## Dataset content
::::
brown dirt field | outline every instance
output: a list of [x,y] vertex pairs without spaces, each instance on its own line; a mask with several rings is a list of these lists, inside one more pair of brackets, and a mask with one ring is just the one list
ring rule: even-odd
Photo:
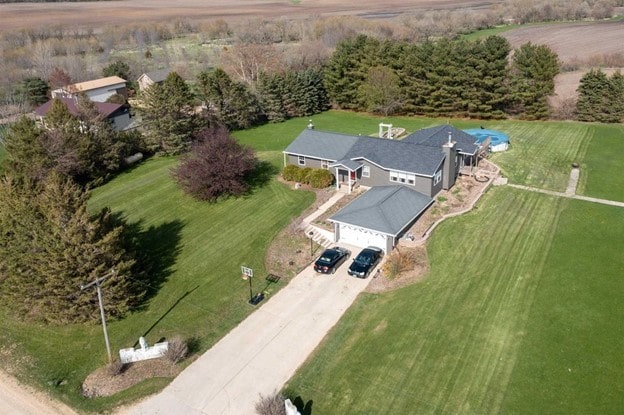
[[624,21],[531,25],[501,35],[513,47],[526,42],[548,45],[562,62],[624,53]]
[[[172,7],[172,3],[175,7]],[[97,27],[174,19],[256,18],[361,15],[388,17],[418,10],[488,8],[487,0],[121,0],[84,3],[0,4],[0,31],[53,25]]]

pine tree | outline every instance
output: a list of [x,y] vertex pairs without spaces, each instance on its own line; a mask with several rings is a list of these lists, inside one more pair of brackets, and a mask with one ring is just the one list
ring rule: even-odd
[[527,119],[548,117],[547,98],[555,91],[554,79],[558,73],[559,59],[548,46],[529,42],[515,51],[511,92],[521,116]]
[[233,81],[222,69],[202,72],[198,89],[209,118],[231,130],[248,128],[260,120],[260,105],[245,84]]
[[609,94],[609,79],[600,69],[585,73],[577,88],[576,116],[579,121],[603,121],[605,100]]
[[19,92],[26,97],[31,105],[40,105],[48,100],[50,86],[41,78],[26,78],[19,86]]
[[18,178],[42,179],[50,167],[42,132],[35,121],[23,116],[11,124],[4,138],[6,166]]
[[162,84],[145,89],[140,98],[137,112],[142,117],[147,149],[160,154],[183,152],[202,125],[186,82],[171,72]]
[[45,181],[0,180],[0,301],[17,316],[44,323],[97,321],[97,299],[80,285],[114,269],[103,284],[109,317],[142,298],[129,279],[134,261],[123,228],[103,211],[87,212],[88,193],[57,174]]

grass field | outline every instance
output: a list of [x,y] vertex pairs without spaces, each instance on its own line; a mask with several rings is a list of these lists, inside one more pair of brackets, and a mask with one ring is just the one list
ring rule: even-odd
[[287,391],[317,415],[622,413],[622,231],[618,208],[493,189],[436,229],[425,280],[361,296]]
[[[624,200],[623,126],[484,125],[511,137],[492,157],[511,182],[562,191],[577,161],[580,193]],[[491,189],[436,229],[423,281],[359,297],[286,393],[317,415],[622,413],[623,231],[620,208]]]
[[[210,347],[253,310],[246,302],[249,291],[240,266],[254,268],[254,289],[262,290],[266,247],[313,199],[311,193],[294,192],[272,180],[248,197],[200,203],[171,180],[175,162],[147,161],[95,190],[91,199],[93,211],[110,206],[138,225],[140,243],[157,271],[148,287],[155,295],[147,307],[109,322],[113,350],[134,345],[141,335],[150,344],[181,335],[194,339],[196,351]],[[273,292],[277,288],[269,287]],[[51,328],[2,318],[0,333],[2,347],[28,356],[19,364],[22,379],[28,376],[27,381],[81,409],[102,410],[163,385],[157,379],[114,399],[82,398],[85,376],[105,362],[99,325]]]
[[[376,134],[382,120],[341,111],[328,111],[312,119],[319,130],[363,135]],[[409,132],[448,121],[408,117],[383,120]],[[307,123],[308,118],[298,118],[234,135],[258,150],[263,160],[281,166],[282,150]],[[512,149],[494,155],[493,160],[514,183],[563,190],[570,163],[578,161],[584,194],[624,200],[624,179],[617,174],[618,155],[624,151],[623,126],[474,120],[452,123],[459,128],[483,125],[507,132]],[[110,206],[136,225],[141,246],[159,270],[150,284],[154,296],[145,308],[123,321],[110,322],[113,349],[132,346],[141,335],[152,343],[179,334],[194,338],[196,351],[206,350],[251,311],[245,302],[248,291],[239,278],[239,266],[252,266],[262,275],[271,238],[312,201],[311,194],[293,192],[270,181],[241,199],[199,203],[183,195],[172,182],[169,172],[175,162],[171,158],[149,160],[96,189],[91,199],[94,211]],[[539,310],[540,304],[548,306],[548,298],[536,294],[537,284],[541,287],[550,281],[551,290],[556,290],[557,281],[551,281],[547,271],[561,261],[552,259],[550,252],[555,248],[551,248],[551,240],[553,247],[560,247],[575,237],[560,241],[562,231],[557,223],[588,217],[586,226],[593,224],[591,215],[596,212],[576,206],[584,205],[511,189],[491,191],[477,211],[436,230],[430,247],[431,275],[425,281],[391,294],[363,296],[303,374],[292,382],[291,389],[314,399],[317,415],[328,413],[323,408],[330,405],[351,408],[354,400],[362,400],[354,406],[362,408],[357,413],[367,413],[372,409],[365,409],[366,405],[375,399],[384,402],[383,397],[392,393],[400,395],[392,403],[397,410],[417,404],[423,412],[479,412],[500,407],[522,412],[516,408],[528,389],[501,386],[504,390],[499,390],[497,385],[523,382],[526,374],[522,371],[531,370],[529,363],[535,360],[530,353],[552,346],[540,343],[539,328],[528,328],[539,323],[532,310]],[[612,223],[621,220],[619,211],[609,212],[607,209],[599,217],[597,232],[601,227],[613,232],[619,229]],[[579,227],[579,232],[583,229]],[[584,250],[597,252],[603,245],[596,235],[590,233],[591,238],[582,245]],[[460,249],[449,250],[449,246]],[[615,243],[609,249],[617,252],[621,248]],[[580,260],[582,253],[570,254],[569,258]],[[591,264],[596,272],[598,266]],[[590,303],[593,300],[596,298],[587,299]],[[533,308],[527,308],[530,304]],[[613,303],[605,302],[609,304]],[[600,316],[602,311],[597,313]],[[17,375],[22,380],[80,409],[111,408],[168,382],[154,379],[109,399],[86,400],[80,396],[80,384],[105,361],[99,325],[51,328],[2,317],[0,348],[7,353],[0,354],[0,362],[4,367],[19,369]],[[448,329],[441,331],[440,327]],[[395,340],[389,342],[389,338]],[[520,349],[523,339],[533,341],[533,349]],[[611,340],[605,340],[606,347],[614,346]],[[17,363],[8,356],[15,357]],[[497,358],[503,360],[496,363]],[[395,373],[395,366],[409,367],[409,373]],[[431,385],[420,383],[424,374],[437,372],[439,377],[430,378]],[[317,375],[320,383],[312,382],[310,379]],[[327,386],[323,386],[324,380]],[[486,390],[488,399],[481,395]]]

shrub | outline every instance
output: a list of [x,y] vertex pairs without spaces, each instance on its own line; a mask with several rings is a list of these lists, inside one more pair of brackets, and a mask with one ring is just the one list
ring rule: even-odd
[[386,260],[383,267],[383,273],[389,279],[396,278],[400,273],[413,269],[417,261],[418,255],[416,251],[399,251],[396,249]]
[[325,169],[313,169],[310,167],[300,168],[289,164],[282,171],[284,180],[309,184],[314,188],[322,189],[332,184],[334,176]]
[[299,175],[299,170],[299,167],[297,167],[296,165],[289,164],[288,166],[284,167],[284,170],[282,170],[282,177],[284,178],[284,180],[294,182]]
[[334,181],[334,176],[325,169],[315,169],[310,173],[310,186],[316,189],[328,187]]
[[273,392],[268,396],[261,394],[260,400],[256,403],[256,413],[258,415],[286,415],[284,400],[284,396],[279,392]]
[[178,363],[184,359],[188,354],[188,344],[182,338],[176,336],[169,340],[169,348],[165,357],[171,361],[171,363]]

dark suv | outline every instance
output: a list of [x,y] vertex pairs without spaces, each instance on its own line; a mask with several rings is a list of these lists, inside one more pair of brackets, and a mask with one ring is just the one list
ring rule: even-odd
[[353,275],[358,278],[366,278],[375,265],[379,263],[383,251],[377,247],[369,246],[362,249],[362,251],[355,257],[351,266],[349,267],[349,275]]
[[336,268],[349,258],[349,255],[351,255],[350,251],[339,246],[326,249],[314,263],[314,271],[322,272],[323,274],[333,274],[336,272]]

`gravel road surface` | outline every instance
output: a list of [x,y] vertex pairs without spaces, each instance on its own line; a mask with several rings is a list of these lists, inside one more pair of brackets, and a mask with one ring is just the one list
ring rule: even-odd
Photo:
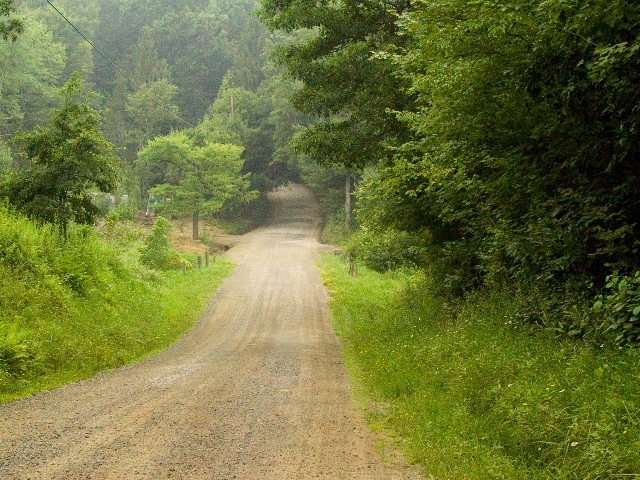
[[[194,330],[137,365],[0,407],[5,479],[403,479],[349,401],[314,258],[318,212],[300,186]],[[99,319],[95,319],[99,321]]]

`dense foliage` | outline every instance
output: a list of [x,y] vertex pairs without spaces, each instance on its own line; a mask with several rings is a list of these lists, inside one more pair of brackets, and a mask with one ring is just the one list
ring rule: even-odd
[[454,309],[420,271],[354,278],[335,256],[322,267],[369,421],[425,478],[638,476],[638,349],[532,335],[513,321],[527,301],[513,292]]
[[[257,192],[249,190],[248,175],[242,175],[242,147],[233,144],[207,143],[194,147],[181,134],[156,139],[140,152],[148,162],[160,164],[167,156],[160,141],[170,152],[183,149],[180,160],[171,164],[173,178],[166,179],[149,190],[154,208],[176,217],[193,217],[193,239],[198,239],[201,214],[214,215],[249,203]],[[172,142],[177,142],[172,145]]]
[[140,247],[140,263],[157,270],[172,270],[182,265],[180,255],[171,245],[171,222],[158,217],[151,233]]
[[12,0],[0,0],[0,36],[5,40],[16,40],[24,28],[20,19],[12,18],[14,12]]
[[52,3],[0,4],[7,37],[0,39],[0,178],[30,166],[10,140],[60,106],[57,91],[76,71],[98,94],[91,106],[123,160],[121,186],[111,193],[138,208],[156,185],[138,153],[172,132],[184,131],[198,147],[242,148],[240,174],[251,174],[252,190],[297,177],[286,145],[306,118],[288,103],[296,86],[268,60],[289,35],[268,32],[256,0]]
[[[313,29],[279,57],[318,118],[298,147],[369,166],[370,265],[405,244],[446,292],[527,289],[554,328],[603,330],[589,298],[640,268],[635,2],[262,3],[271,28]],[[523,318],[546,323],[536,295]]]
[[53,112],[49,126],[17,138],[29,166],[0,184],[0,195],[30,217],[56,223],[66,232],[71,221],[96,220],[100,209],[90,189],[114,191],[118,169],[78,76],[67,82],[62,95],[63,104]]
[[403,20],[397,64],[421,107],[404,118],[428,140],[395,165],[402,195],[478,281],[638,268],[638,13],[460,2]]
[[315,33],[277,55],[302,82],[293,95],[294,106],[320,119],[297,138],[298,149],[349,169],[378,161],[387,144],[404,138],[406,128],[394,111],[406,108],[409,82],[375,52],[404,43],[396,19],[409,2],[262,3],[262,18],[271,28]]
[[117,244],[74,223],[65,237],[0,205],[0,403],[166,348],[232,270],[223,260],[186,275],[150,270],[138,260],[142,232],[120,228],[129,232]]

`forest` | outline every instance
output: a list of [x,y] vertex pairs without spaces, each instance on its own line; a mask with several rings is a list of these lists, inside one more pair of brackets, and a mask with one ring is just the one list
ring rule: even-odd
::::
## Your instructions
In the material above, each line with the word "every" should be copied.

## Answer to the exercise
brown dirt field | outline every instance
pine tree | outline every instance
grass field | outline every instance
shrub | outline every instance
dark suv | outline every instance
`gravel road surface` | outline every instance
`dense foliage` | outline every instance
`forest` | outline every instance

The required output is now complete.